> WHAT TO PRODUCE: Copy out, word for word, the lines of the listing between the line containing "Please trace the outline of every instance of the car" and the line containing "M 255 170 L", inclusive.

_____

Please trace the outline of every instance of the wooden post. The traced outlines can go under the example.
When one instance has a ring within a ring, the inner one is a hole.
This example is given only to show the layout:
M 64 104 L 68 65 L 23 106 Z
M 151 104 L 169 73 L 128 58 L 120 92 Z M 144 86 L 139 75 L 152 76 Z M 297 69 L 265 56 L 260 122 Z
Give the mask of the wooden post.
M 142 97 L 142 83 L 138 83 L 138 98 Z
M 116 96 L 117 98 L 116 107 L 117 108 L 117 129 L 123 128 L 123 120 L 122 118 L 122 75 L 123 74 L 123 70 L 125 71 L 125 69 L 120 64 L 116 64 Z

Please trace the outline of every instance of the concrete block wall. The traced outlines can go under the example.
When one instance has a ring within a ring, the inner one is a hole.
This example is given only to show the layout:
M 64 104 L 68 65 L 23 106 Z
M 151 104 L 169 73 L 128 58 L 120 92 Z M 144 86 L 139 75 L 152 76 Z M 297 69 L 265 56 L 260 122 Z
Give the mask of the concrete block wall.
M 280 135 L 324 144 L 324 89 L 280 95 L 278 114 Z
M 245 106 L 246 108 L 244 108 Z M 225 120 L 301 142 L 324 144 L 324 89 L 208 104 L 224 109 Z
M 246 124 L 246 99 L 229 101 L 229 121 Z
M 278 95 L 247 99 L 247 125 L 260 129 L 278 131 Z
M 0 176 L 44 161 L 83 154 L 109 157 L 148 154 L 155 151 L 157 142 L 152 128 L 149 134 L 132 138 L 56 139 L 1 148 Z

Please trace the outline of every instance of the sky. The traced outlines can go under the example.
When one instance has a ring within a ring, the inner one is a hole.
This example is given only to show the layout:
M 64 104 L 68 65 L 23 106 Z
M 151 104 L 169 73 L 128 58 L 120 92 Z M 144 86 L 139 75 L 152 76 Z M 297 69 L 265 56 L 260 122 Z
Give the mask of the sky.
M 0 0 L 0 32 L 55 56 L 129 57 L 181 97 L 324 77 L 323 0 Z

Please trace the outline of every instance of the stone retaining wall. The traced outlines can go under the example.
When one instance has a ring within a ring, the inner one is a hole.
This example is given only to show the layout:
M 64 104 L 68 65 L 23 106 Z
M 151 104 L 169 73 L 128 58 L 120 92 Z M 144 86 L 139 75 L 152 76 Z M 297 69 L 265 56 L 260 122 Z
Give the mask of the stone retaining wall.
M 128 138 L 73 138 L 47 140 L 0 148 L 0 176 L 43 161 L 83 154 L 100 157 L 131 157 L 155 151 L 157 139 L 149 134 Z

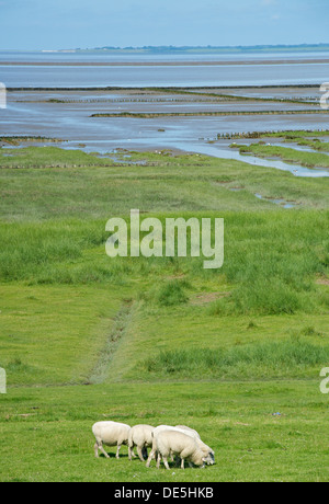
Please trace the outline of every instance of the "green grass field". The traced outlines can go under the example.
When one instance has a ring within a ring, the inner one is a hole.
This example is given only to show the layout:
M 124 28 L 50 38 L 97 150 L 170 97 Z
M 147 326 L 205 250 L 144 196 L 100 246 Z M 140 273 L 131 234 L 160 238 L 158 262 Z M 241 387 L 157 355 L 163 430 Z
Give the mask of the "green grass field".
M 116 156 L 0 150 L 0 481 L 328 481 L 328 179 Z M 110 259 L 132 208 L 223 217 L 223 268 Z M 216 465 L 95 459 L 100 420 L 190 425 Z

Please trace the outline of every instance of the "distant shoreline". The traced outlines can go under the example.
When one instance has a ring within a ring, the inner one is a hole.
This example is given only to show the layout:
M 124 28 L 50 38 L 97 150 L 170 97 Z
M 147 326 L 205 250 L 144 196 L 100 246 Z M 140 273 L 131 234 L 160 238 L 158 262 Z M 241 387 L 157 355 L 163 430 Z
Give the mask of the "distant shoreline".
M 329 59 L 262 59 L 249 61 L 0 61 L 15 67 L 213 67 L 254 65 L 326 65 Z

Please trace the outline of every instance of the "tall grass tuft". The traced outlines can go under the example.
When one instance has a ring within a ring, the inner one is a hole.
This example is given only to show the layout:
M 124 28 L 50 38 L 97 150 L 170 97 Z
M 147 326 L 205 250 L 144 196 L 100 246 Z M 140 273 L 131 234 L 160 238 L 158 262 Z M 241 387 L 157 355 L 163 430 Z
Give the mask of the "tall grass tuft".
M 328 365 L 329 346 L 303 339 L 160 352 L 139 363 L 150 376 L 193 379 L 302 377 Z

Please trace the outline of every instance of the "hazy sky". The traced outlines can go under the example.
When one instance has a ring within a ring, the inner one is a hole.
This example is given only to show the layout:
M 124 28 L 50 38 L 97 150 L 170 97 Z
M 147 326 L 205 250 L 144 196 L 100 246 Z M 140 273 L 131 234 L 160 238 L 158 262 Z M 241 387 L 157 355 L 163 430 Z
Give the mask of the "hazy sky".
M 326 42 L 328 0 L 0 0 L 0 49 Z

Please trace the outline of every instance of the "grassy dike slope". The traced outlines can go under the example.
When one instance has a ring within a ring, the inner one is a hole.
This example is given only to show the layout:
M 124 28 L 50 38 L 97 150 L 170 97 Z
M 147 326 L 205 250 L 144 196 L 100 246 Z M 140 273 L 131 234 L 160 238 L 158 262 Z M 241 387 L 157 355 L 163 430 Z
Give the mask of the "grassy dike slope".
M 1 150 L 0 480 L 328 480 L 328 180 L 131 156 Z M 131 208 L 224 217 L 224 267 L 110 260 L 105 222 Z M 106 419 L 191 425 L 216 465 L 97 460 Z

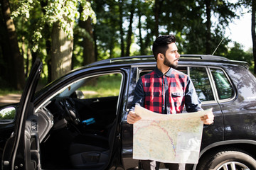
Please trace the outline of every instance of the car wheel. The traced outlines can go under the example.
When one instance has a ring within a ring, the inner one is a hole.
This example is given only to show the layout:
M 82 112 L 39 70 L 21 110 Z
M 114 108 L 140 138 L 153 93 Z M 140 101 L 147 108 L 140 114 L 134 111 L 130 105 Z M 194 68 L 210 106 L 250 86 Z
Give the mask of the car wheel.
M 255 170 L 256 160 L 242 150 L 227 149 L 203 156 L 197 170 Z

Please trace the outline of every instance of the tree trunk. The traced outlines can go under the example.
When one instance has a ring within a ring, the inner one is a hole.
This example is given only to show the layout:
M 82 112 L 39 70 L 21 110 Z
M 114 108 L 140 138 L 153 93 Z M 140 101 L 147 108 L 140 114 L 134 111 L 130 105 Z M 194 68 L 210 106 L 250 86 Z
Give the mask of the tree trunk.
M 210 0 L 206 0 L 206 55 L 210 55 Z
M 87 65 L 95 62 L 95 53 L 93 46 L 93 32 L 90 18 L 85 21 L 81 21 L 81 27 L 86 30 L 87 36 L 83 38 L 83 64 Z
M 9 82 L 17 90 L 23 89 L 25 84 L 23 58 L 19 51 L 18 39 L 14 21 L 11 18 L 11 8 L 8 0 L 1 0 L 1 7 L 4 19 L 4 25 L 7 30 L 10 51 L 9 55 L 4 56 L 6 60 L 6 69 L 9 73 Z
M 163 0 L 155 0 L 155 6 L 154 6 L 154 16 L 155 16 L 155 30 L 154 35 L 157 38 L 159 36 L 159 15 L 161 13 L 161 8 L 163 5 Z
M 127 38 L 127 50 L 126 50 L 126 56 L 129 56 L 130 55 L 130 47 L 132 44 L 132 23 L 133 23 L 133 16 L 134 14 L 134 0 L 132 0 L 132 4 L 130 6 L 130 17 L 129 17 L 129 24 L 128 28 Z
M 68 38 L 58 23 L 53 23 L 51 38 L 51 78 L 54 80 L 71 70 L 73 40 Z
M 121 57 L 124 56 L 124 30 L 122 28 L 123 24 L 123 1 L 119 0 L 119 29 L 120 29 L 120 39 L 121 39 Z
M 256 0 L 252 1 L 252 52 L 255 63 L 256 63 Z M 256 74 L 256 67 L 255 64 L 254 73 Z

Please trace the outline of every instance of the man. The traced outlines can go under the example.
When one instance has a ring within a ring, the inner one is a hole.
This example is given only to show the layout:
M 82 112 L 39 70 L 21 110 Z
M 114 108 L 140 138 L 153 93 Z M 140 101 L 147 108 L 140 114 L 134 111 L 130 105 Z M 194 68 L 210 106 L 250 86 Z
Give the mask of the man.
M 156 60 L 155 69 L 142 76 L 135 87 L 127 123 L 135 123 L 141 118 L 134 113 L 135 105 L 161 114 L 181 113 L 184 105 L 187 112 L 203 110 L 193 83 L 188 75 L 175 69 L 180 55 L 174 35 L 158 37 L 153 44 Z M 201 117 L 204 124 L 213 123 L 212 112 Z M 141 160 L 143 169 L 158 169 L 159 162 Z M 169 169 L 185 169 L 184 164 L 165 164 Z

_____

> OUTPUT OF THE EXERCISE:
Please trace the outline of every instance of the car wheel. The traced outlines can go under the example.
When one instance has a ring within a ring, the inner one is a hole.
This example is given only to show the layout:
M 82 112 L 39 70 L 21 110 Z
M 114 108 L 140 138 L 153 93 Z M 140 101 L 147 108 L 140 114 L 134 111 L 130 105 Z M 194 68 L 210 106 L 250 86 Z
Give the mask of the car wheel.
M 255 170 L 256 160 L 242 150 L 227 149 L 203 156 L 197 170 Z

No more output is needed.